> [What you are asked to do]
Retype the entries in full.

(Data records)

----

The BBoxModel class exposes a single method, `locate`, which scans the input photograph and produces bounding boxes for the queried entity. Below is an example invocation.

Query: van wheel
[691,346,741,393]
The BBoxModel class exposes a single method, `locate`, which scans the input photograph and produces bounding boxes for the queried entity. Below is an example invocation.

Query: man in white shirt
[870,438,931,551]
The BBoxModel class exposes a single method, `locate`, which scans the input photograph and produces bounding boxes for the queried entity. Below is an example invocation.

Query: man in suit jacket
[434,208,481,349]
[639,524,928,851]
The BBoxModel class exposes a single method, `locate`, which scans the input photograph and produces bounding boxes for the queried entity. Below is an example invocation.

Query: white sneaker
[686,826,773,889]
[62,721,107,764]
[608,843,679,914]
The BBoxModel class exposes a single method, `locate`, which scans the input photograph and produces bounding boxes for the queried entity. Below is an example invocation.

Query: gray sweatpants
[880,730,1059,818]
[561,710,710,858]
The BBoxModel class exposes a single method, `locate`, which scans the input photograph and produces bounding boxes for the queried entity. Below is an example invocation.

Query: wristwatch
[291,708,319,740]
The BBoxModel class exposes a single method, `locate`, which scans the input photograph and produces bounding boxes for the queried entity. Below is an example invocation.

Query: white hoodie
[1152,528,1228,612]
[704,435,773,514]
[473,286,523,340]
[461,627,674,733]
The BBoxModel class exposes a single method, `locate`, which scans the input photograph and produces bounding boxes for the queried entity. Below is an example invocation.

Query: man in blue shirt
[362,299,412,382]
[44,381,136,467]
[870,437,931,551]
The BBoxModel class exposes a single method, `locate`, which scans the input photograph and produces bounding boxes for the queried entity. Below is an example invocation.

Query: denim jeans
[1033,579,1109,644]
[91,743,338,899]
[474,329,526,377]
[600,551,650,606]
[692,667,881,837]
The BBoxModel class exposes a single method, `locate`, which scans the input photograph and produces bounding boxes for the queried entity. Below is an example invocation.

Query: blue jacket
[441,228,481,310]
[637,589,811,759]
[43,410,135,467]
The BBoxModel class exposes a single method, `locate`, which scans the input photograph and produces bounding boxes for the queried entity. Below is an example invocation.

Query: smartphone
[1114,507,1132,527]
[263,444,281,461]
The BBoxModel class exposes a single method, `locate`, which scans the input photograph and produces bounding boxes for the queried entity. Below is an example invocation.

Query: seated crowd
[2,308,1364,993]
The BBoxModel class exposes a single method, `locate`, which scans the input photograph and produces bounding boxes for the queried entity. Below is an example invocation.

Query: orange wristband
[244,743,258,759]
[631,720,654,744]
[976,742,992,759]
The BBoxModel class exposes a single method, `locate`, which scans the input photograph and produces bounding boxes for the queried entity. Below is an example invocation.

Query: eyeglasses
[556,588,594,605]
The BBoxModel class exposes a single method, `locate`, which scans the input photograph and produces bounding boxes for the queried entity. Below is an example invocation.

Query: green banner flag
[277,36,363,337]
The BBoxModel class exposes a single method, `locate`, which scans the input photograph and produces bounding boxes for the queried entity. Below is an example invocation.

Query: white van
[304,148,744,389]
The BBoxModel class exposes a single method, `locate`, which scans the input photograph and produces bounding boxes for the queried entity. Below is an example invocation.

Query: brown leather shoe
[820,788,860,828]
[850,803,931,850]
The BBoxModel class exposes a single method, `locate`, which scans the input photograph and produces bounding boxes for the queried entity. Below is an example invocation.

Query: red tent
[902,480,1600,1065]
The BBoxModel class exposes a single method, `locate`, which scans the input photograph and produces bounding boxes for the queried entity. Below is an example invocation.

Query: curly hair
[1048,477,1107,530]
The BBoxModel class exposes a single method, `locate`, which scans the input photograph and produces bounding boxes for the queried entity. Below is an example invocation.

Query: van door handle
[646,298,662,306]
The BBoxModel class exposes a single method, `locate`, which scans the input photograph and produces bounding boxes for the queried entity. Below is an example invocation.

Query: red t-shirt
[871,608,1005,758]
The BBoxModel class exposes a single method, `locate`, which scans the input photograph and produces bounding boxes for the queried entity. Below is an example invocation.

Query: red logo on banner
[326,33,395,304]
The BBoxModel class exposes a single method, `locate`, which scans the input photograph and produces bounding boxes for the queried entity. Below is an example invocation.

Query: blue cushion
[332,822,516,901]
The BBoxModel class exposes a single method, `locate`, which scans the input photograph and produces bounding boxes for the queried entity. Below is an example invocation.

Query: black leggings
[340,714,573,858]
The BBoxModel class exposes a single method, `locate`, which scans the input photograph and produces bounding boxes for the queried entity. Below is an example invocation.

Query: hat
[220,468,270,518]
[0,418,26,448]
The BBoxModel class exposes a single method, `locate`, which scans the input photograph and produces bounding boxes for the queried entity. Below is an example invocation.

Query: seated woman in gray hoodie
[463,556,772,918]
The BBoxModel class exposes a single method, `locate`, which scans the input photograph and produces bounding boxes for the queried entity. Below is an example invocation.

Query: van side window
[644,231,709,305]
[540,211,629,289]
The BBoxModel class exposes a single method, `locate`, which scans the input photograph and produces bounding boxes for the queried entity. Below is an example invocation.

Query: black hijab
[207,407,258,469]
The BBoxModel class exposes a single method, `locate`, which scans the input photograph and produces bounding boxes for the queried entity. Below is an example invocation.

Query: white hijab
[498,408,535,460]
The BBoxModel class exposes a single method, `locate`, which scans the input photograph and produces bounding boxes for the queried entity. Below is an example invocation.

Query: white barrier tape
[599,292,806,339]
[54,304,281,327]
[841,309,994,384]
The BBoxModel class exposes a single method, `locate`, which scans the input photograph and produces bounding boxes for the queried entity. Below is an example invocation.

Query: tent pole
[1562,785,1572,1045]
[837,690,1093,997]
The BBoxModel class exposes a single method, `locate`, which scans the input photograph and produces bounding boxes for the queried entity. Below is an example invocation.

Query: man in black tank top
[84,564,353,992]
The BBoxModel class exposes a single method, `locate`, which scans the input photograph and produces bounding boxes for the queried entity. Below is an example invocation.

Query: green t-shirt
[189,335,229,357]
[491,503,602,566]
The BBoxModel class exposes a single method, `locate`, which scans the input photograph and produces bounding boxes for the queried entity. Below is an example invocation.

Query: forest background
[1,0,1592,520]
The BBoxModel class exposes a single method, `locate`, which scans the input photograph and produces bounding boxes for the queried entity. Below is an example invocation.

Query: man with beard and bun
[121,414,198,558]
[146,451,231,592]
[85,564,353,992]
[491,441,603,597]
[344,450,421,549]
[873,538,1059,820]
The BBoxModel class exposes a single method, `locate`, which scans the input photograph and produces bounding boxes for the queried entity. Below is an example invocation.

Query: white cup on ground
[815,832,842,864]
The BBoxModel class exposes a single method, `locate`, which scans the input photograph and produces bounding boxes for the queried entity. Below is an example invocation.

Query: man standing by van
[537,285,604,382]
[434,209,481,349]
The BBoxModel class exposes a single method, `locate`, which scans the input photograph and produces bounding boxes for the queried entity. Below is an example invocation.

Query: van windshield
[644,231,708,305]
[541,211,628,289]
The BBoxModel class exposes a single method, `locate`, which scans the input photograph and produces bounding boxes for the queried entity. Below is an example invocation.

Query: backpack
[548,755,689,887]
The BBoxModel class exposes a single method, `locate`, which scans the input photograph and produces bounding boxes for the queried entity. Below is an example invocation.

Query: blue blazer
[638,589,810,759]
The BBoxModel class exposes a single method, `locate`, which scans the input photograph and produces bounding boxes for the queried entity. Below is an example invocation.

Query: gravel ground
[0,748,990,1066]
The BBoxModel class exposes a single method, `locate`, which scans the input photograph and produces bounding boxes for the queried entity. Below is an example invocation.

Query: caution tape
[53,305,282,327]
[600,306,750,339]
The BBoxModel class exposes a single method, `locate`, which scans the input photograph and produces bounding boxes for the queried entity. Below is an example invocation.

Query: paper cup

----

> [Output of the exercise]
The BBoxModel class exposes a single method, `locate`, which scans the input photograph and produces bounding boxes for the queried entity. Below is an example invocation.

Query: van wheel
[691,346,741,393]
The BBoxModel class exposes a single method, `locate`, which scans the input photograph and produces bounding boxes for the queried entity. Below is an example invocation.

Query: man in white shirt
[870,438,931,551]
The BBoxModel class exposes a single method, `locate`, which scans the input photograph and produces bounding boxes for the queried entity. Below is an example invocation.

Query: man in suit jacket
[434,208,481,349]
[639,524,928,851]
The BBoxModel class exposes a single method, `locate`, which scans the input photograph and produces bounding boxes for the queried entity. Below is an example invocation.

Query: white sneaker
[686,826,773,889]
[62,721,107,764]
[608,843,679,914]
The BBoxModel class exposes a single method, `locate`, which scans the input photograph and produces bounding boxes for the queried entity. Below is an example invocation.

Query: gray sweatpants
[880,730,1059,818]
[561,710,710,858]
The BBoxModel class exposes a single method, `locate`, which scans the input photograph and produces bounding boxes for the queried entity. Below is an example invocation.

Query: wristwatch
[291,708,319,740]
The BBoxModel class exposes a single method, `locate`, which scans the input photograph and produces bounding boxes for the queried entity. Below is an example invocation.

Query: white hoodie
[1152,528,1228,612]
[704,435,773,514]
[473,286,523,340]
[461,627,674,733]
The BBoxModel class exposes a single method, `locate`, which scans the input photograph and produces bounding boxes for the queried entity. Below is an example invocation.

Query: man in blue shirt
[362,299,412,382]
[44,381,136,467]
[870,437,931,551]
The BBoxModel class exposes a single method, `locate`, which scans the input photograph and produces bounding boxes for the queried entity. Below is an example invocation.

Query: denim jeans
[1033,579,1109,644]
[91,743,338,899]
[474,329,526,377]
[600,551,650,606]
[692,667,881,837]
The BBoxModel class exposes a single method, `locate`, which scans the input photograph and produces bounding boxes for the queried entity. Below is an example invocation.

Query: blue jacket
[441,228,481,310]
[637,589,811,759]
[43,410,135,467]
The BBoxModel class exposes a single method, `locate`, which scans the input photograph and produces bounding boxes for the queried entity. Below is an example invocation.

Query: smartphone
[1114,507,1132,527]
[263,444,281,461]
The BBoxModel class exposes a single method, `locate`, which scans the input photograph and produces bounding boxes for the queried entity. Below is an example invocation.

Query: seated crowd
[2,308,1364,993]
The BBoxModel class exposes a single method, `locate`, which scans the input photograph and produces bounding boxes for the queried entity. Below is an example invocation.

Query: orange wristband
[244,743,258,759]
[631,720,654,744]
[976,742,992,759]
The BBoxModel class exposes a single method, `locate`, which scans the input photograph and produces bounding boxes for the queried entity. Below is an example invocation.

Query: eyeglasses
[556,588,594,605]
The BBoxModel class exposes a single method, `locate`, which scans the input photograph and produces bounding boxes for the queried entity. Below is an example invocation.

Query: green banner flag
[277,36,363,337]
The BBoxModel class exposes a single method, `locate`, which scans the input photograph and produces bounding boxes for the queried entity. Below is an example invocation.

Query: white van
[304,148,744,389]
The BBoxModel class exposes a single method, `locate`, which scans the input photograph and produces bounding boxes for the queried entity. Below is an example invocation.

Query: brown leather shoe
[820,788,860,828]
[850,803,931,850]
The BBoxModel class exposes a single method, `locate`, which scans the input photograph and produces bounding boxes for the queried entity. Below is an example invocation.

Query: red tent
[902,480,1600,1065]
The BBoxModel class exposes a single method, `locate`, which scans the input photograph and produces bounding boxes for the queried entity. Below is an example invocation.

Query: curly hair
[1048,477,1107,530]
The BBoxModel class exposes a single method, `locate`, which scans the input photograph and produces bounding boxes for the queried entity. Below is an example invocation.

Query: van door handle
[646,298,662,306]
The BBoxModel class exposes a single method, `locate`, which scans the input photograph and produces bounding boxes for the queried entity. Below is an example invocation.

Query: red t-shirt
[871,608,1005,758]
The BBoxModel class exposes a single method, `locate`, which scans the input photograph and produces bounding boxes for the queried entity. Below is an example invocation.

Query: red logo on banner
[326,33,395,304]
The BBoxModel class exposes a single method, `locate`, which scans the input photograph and produces bounding boxes for the queried entity. Below is an example invocation.

Query: blue cushion
[332,822,516,901]
The BBoxModel class exposes a single method, `locate`, which scans the input photograph and produces bounding boxes for the queried entity. Below is an example invocation.

Query: black leggings
[340,714,573,858]
The BBoxModel class exposes a single method, `locate`, which scans the input photograph and produces bounding boxes for the queried entity. Below is an example invocation.

Query: hat
[220,468,270,518]
[0,418,26,448]
The BBoxModel class exposes a single method, `locate`, which scans the input photograph and produces bounding boxes for the queried entity. Below is an example invocation.

Query: seated woman in gray hoodie
[463,556,772,918]
The BBoxModel class exposes a single method, `locate`, which scans the input photograph and produces bounding boxes for the queried entity. Below is an example invocation.

Query: van side window
[644,231,709,305]
[540,211,629,289]
The BBoxModel class exposes a single method, `locate`, which scans the input photograph and produces bounding boxes for the queried entity. Below is an example invocation.

Query: black hijab
[207,407,258,469]
The BBoxModel class exposes a single method, `locate`, which scans the input photograph and produces bounding boxes for the queried entity. Below is an example invocation.

Query: white hijab
[498,408,535,460]
The BBoxModel class exposes a single method, `locate`, which scans the input photograph and produces bounding boxes for the queried entity. Below is an example invocation.

Query: white barrier tape
[599,292,806,339]
[54,304,281,327]
[841,309,994,384]
The BBoxModel class exposes a single method, `locate`, which scans the input photograph and produces bounding boxes for the queried entity. Below is an example invocation.

Query: tent pole
[1562,785,1572,1045]
[837,690,1093,997]
The BBoxModel class exposes a single method, `locate`, which scans the input photograph and produces bounding boxes for the queried entity. Below is an example invocation.

Query: man in black tank top
[84,564,353,992]
The BBoxModel class exposes a single method, `locate`, which scans the input photograph and produces bounding boxes for the queried entity. Below is an example invocation.

Query: green t-shirt
[189,335,229,357]
[491,503,602,566]
The BBoxModel class exposes a single method, `locate`, which scans the input photograph and produces bounding boxes for the queried entity. Below is an example invocation.

Query: forest background
[1,0,1592,520]
The BBoxModel class exposes a single method, `locate`, which scans the input photograph and produces bounding boxes for the queried entity. Below is an example invocation.

Query: man with beard and bun
[121,414,198,558]
[146,451,231,592]
[85,564,353,992]
[491,441,603,597]
[344,450,421,549]
[873,538,1059,820]
The BBoxModel class exposes a single method, `locate`, which scans the input photograph and produces bounding boxes for the queried entity. Below is an example invocation.

Query: white cup on ground
[815,832,842,864]
The BBoxModel class exposes a single method, `locate`, which scans the input photograph and produces bounding boxes for the queried entity. Below is an example invocation.

Query: man standing by van
[537,285,604,382]
[434,209,481,349]
The BBoxModel class exposes a single method, `locate`, which scans the input photograph and produces bounding boxes for the queried entity. Below is an example invocation.

Query: van windshield
[644,231,708,305]
[541,211,628,289]
The BBoxModel class exposes a single method, `locate`, which scans the input photograph and produces bounding boxes for the queried entity. Below is an example invocation.

Query: backpack
[548,755,689,887]
The BBoxModel class exposes a single method, `locate`, which scans the input photograph and produces bounding boxes for the queried entity. Below is an example invocation.

Query: blue blazer
[638,589,810,759]
The BBoxModel class exposes a single method, `locate`, which scans the input photograph and produces bounding boxes for the queried entity. Below is an example invocation.

Query: gravel ground
[0,748,990,1066]
The BBoxModel class exposes a single method, `locate`, which scans the input photograph and produces bounding boxes for the queried entity. Below is an example invocation.

Query: caution tape
[53,305,282,327]
[600,306,750,339]
The BBoxModel class exposes a single method, `locate`, which scans the input photograph and produces bounding boxes for the queried entity. Below is an example invocation.

Query: paper cup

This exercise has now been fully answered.